> Excerpts of pointing data:

+---+

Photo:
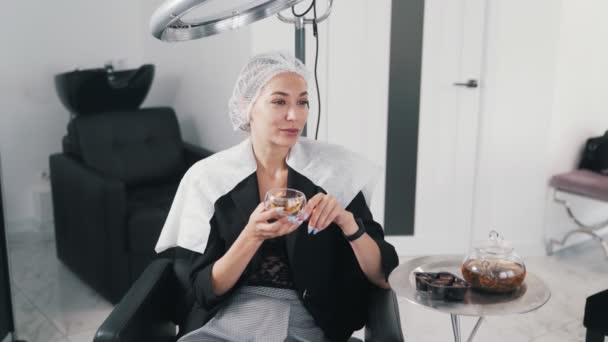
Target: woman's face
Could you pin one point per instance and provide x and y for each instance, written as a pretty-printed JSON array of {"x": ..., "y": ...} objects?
[{"x": 280, "y": 112}]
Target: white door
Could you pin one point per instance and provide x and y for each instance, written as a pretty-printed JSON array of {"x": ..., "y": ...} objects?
[
  {"x": 355, "y": 87},
  {"x": 448, "y": 128}
]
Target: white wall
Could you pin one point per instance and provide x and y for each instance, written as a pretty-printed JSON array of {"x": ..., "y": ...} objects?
[
  {"x": 543, "y": 97},
  {"x": 39, "y": 40},
  {"x": 196, "y": 78},
  {"x": 517, "y": 99},
  {"x": 580, "y": 107}
]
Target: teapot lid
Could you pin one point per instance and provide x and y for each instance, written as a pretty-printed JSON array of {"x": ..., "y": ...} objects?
[{"x": 495, "y": 245}]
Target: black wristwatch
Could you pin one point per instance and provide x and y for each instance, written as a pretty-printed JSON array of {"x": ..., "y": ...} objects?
[{"x": 358, "y": 233}]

+---+

> TASK DIRECTIONS: Reproduce exactly the lines from the one containing "Target: white door" through the last line of the records above, including both, and nothing else.

> ANSWER BELOW:
Target: white door
Could you pin one point per instance and provide x and y for each instance, written as a pretty-printed JSON array of {"x": ..., "y": ...} objects?
[
  {"x": 355, "y": 87},
  {"x": 448, "y": 128}
]
Target: white wall
Could you pin one point per instance and provide x and y for each instance, written as a pretty-printed JSON array of {"x": ..., "y": ...} objects?
[
  {"x": 543, "y": 97},
  {"x": 39, "y": 40},
  {"x": 196, "y": 78},
  {"x": 517, "y": 99},
  {"x": 580, "y": 107}
]
Target: teapot lid
Could you pin one point per instance and provide x and y for each instance, written as a pretty-printed JSON array of {"x": ..., "y": ...} objects?
[{"x": 495, "y": 245}]
Target: black wristwatch
Could you pin one point per instance and provide x and y for each instance, written as a pretty-printed JSON array of {"x": ..., "y": ...} objects?
[{"x": 358, "y": 233}]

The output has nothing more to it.